A word-for-word copy of the line containing "on the island" and every following line to the end of the data below is all the answer should hold.

Data excerpts →

########################################

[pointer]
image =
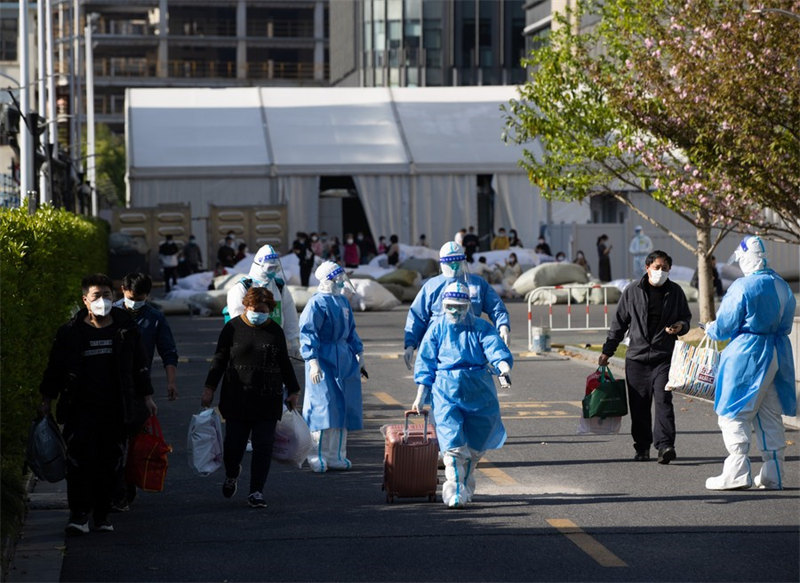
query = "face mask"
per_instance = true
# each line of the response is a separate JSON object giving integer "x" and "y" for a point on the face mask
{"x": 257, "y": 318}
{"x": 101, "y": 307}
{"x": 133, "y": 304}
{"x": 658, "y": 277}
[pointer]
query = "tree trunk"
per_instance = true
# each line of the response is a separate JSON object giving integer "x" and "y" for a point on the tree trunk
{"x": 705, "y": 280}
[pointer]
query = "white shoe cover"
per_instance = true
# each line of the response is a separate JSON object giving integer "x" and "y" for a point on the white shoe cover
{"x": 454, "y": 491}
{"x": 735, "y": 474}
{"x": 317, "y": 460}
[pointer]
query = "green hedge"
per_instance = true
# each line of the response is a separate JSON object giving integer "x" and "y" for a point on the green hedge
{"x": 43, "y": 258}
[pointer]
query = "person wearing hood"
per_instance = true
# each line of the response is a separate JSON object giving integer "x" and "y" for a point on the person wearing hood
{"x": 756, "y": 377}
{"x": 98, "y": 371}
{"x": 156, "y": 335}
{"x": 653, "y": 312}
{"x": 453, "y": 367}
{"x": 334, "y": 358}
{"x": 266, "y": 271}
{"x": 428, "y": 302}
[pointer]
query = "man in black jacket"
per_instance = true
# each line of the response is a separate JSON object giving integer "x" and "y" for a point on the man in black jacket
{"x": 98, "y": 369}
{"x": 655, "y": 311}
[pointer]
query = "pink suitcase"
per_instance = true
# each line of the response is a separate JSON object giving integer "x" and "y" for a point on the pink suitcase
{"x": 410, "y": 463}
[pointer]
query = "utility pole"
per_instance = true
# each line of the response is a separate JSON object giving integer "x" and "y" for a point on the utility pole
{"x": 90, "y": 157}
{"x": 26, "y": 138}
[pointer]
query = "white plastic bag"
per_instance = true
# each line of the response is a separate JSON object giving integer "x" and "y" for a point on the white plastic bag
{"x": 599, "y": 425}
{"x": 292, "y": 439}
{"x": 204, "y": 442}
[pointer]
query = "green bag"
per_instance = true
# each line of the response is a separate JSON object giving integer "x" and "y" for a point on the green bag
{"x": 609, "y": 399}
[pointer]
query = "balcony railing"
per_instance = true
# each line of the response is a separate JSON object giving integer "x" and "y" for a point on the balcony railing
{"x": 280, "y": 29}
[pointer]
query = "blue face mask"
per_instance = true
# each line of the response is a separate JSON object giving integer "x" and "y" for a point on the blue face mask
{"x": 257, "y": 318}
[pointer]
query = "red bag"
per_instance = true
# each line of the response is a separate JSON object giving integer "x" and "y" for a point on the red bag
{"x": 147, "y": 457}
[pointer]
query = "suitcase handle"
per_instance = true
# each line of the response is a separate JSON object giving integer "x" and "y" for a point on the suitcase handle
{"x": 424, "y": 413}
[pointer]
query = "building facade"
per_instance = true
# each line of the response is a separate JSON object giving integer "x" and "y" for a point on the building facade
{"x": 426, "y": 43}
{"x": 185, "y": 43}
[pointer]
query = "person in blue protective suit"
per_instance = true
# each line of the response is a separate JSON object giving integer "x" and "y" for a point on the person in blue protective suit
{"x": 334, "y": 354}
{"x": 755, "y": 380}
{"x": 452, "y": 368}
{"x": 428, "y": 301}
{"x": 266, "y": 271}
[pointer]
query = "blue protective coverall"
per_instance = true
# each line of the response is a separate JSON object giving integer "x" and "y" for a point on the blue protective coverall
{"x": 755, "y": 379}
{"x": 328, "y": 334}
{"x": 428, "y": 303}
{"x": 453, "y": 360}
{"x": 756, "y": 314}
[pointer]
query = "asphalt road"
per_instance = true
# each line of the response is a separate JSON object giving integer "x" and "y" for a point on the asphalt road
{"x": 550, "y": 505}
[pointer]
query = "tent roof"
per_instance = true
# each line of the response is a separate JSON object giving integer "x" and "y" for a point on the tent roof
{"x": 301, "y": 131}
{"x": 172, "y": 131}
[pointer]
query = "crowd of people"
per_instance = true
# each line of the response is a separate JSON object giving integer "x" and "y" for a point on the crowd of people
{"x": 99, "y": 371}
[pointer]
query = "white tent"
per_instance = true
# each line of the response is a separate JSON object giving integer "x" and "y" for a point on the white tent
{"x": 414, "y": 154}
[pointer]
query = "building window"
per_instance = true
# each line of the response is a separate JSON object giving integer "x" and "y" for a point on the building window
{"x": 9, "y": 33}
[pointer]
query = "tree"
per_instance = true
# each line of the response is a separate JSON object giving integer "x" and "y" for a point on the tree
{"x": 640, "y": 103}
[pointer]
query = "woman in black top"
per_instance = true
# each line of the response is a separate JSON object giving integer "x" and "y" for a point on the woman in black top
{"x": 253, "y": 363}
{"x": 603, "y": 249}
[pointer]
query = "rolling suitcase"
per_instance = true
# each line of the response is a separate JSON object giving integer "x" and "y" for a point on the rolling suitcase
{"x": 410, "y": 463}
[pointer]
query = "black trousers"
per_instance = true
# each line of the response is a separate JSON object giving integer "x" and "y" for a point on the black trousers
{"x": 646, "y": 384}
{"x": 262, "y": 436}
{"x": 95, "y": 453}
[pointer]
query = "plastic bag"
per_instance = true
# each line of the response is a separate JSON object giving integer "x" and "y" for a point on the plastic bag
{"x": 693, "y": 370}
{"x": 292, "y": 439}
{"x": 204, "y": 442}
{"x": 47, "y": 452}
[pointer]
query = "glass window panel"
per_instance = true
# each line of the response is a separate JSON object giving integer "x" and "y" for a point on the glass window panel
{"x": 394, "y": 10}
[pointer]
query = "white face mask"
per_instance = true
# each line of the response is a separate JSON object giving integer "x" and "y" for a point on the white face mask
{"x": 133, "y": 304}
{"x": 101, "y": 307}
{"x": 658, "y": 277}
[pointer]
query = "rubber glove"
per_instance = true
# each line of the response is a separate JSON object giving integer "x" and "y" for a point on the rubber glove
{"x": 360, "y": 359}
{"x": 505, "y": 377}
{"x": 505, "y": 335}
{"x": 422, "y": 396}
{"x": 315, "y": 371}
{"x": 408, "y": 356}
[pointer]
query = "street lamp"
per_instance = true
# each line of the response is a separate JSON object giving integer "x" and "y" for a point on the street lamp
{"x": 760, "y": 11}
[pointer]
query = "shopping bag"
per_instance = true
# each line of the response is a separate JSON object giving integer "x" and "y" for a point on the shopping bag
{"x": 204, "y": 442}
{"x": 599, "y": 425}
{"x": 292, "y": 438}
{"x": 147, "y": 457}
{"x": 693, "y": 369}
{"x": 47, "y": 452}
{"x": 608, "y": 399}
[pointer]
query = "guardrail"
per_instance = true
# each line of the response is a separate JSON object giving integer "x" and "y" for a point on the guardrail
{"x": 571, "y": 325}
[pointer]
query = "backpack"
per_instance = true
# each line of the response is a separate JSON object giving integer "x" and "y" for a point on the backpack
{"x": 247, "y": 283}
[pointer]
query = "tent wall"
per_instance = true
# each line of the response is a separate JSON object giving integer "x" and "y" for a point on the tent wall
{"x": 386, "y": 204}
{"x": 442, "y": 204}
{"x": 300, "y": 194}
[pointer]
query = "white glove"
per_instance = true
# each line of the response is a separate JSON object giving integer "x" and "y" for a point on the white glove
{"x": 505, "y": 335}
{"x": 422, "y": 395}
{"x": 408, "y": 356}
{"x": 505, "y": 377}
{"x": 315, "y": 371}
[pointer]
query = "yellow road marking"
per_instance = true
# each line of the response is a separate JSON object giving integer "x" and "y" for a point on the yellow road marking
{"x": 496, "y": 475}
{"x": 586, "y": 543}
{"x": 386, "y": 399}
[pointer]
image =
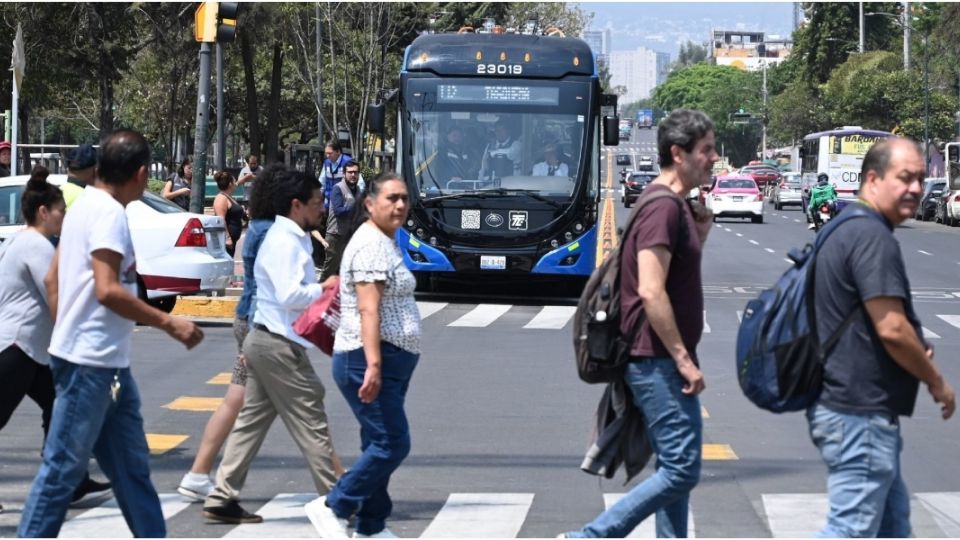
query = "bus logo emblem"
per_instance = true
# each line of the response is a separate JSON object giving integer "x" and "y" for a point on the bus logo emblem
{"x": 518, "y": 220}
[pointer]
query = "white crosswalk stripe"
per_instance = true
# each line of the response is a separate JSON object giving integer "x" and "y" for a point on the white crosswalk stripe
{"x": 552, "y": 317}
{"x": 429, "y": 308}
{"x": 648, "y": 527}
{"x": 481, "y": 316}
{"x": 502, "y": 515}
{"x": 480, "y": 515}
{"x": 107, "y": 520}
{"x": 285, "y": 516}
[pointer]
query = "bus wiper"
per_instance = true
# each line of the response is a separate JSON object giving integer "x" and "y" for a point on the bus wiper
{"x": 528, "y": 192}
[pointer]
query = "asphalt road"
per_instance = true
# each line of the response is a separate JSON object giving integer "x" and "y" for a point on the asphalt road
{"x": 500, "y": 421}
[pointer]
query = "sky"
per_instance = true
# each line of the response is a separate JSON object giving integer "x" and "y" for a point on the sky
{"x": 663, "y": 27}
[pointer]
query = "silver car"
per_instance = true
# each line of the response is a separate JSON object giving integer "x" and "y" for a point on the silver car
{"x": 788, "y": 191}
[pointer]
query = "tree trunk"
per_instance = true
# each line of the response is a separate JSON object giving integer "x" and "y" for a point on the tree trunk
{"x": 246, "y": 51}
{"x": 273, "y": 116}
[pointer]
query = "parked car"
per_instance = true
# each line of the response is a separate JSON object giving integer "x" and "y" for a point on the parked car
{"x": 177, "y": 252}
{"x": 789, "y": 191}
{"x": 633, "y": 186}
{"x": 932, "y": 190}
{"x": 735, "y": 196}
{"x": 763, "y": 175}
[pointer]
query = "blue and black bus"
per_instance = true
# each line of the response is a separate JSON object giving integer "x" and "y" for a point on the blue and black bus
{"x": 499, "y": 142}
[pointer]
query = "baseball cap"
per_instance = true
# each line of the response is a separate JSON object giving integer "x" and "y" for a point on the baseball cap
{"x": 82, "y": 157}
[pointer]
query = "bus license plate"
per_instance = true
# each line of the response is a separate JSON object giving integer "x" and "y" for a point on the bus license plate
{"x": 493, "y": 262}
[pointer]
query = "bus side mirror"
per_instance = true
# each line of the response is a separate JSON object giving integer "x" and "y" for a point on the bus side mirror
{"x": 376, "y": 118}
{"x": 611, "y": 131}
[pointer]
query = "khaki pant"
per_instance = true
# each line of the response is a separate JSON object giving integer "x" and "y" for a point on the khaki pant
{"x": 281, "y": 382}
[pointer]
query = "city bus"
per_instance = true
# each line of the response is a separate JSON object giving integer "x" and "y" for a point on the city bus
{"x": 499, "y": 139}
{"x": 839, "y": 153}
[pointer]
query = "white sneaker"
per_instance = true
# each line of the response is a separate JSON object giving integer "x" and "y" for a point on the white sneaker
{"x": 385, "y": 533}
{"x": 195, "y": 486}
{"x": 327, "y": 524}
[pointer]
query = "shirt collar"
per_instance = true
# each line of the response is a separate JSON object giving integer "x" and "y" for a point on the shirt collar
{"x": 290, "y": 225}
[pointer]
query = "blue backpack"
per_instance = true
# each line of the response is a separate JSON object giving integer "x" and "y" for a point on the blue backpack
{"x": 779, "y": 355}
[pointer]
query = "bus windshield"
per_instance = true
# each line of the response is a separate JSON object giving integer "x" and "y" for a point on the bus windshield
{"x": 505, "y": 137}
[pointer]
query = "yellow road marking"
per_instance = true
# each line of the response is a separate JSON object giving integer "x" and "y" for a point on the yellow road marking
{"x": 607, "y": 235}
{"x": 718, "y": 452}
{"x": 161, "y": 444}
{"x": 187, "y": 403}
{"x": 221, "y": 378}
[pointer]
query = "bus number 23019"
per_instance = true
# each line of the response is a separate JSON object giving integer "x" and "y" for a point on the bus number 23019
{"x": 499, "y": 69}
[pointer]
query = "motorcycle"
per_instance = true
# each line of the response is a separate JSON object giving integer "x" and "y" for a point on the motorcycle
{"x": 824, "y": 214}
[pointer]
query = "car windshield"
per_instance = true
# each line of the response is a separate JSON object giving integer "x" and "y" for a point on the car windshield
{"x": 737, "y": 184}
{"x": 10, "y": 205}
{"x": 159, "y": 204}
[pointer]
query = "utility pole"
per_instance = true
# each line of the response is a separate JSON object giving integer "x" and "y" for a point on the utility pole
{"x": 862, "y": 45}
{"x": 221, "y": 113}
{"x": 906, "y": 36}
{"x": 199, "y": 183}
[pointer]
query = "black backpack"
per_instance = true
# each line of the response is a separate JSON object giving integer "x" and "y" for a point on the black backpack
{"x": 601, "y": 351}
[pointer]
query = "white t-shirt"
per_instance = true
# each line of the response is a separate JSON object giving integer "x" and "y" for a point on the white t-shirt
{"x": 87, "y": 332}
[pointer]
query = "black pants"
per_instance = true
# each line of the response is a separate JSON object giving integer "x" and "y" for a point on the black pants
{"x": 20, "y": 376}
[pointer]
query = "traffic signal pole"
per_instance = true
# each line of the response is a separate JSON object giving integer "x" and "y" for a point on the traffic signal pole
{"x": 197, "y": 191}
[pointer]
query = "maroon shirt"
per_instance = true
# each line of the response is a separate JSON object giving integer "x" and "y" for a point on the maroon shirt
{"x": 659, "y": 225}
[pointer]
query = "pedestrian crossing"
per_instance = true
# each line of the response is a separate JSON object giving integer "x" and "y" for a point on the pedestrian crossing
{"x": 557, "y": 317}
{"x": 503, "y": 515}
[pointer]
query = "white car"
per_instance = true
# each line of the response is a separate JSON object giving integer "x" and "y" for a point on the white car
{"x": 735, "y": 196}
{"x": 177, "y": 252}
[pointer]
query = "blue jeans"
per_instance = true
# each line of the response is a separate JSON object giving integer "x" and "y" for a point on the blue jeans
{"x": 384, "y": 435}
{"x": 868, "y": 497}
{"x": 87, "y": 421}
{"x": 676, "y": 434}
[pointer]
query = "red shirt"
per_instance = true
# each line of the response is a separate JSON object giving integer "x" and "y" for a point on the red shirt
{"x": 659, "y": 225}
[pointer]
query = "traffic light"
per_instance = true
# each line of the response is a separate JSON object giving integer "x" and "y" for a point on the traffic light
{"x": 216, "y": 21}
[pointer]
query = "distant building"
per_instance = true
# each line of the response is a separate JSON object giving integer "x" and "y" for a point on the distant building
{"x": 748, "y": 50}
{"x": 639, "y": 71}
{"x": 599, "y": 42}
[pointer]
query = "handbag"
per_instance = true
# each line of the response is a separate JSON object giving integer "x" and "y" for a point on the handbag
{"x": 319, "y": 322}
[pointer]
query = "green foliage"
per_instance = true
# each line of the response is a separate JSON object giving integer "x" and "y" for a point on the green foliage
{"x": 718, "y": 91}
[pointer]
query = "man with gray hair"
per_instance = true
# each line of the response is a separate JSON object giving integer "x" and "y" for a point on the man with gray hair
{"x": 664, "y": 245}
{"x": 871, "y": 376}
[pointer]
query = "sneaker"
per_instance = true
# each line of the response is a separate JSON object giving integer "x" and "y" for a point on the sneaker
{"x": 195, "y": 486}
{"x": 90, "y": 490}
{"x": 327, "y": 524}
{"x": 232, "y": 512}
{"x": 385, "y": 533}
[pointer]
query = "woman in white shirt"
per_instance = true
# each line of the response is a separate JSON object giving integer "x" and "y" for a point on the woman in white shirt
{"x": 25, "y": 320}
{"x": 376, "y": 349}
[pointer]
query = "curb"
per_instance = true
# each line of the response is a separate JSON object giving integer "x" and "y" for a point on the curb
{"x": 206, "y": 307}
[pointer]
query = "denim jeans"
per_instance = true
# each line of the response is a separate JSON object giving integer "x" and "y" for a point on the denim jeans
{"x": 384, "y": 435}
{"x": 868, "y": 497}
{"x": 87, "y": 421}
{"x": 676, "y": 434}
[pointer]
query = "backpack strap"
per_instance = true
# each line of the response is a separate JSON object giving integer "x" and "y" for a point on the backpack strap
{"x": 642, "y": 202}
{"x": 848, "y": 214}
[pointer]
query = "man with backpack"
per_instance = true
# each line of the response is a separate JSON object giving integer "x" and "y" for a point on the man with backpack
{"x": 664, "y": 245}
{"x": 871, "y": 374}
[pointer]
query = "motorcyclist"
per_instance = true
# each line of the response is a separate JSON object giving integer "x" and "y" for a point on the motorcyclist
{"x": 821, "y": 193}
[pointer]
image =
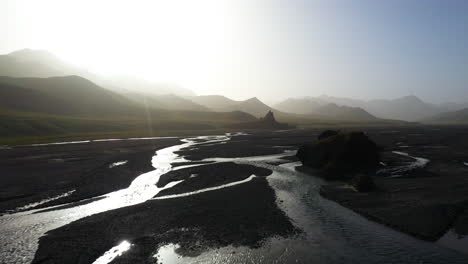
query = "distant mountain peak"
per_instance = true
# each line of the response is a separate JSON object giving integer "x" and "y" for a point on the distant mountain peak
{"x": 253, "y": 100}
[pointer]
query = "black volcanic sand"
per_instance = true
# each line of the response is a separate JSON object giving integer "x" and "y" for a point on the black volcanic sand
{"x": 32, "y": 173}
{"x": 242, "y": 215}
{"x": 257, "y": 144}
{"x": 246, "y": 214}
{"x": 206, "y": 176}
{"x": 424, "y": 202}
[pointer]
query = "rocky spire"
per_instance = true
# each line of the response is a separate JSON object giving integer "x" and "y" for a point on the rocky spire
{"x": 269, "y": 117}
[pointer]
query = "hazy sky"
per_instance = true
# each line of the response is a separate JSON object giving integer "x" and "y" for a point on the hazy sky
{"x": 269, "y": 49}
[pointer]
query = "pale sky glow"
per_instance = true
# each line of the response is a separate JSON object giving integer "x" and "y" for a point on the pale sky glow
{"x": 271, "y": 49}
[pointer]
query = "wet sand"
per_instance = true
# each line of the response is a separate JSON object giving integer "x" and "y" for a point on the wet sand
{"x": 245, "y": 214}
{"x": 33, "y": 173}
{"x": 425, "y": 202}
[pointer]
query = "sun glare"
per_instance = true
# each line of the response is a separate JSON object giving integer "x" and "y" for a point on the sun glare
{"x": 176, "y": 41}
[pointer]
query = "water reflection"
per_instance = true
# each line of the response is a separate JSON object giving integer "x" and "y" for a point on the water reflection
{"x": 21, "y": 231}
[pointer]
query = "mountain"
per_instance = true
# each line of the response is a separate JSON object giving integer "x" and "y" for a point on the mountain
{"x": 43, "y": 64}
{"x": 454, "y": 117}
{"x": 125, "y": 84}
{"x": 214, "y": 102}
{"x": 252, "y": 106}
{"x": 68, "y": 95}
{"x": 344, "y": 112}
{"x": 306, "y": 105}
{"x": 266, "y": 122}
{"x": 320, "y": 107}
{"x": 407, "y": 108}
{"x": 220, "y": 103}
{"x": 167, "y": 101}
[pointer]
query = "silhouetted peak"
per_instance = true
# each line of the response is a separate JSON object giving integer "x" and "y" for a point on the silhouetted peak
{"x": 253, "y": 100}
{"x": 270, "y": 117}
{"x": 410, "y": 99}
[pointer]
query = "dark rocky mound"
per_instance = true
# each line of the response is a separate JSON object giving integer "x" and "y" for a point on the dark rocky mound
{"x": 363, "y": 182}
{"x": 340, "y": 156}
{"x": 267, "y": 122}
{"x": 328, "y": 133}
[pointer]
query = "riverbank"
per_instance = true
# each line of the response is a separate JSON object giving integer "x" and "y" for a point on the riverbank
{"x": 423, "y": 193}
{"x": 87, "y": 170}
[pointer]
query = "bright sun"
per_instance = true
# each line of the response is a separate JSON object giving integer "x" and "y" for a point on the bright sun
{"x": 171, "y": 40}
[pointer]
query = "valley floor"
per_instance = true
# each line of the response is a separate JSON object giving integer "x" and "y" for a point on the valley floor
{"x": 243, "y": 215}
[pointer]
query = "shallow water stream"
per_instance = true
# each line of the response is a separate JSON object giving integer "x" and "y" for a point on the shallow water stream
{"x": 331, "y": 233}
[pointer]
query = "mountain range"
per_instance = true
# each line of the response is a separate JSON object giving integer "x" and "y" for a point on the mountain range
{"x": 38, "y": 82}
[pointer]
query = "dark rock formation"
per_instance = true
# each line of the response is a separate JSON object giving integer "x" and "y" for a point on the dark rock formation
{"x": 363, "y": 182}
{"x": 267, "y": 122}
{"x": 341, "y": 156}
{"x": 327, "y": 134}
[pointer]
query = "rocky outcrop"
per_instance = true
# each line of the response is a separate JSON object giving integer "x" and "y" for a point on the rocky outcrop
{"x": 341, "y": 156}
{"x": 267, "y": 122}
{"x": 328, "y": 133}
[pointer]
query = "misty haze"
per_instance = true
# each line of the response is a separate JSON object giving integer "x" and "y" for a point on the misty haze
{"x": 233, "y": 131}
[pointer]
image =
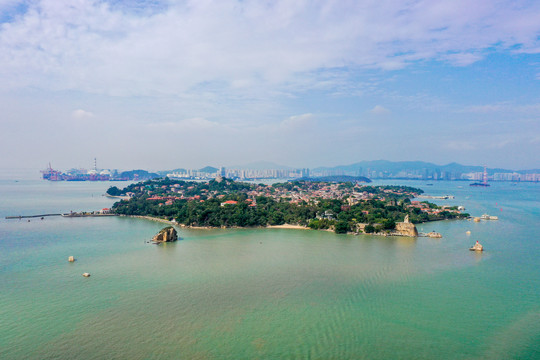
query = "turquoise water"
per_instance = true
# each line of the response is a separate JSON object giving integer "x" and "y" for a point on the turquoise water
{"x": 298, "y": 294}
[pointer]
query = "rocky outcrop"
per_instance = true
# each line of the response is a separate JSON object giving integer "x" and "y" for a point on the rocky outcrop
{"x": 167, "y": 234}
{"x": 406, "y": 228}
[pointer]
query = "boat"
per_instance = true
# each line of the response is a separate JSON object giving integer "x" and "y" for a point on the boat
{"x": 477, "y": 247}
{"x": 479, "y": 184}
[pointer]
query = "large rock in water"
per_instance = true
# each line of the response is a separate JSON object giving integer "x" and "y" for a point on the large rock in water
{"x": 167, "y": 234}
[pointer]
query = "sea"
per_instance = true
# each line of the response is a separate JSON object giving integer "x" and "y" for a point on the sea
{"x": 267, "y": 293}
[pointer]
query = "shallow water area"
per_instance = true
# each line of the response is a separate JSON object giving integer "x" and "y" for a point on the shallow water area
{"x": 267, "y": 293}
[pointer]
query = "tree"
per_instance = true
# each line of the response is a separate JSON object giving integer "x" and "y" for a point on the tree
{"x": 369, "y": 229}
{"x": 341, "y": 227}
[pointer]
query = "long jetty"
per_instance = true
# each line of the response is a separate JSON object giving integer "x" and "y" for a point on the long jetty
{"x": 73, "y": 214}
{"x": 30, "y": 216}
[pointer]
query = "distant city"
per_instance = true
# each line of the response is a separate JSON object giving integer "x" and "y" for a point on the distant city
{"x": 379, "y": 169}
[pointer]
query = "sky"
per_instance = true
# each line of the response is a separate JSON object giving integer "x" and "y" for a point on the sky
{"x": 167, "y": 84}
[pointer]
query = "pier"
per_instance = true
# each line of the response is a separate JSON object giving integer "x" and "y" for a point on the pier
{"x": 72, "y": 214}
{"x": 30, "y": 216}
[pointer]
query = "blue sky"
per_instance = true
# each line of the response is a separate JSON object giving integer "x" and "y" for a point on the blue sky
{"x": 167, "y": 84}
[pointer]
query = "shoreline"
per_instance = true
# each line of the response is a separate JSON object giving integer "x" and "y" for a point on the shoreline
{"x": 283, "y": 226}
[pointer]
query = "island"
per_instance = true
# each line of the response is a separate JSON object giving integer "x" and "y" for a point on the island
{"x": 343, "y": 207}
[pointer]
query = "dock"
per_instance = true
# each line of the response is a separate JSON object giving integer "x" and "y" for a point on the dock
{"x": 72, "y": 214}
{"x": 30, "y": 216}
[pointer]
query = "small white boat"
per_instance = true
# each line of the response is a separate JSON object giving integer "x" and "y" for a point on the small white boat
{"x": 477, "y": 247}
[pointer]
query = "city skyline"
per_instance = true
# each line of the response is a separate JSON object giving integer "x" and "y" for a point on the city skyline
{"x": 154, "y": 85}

########################################

Completed task →
# each line of the response is a separate JSON object giving integer "x" and "y" for a point on the island
{"x": 343, "y": 207}
[pointer]
query = "dock"
per_instance = true
# each line of the response is a separate JSON object giving integer "x" and "y" for a point on the dock
{"x": 72, "y": 214}
{"x": 30, "y": 216}
[pointer]
query = "small white boat"
per_instance = true
# each line of the response is a separate JSON object giving integer "x" and "y" for a point on the small white boat
{"x": 477, "y": 247}
[pointer]
query = "city skyline"
per_instance = true
# each line of the response is a separate JSON object giving integer "x" and "y" for a point on the city skyline
{"x": 154, "y": 85}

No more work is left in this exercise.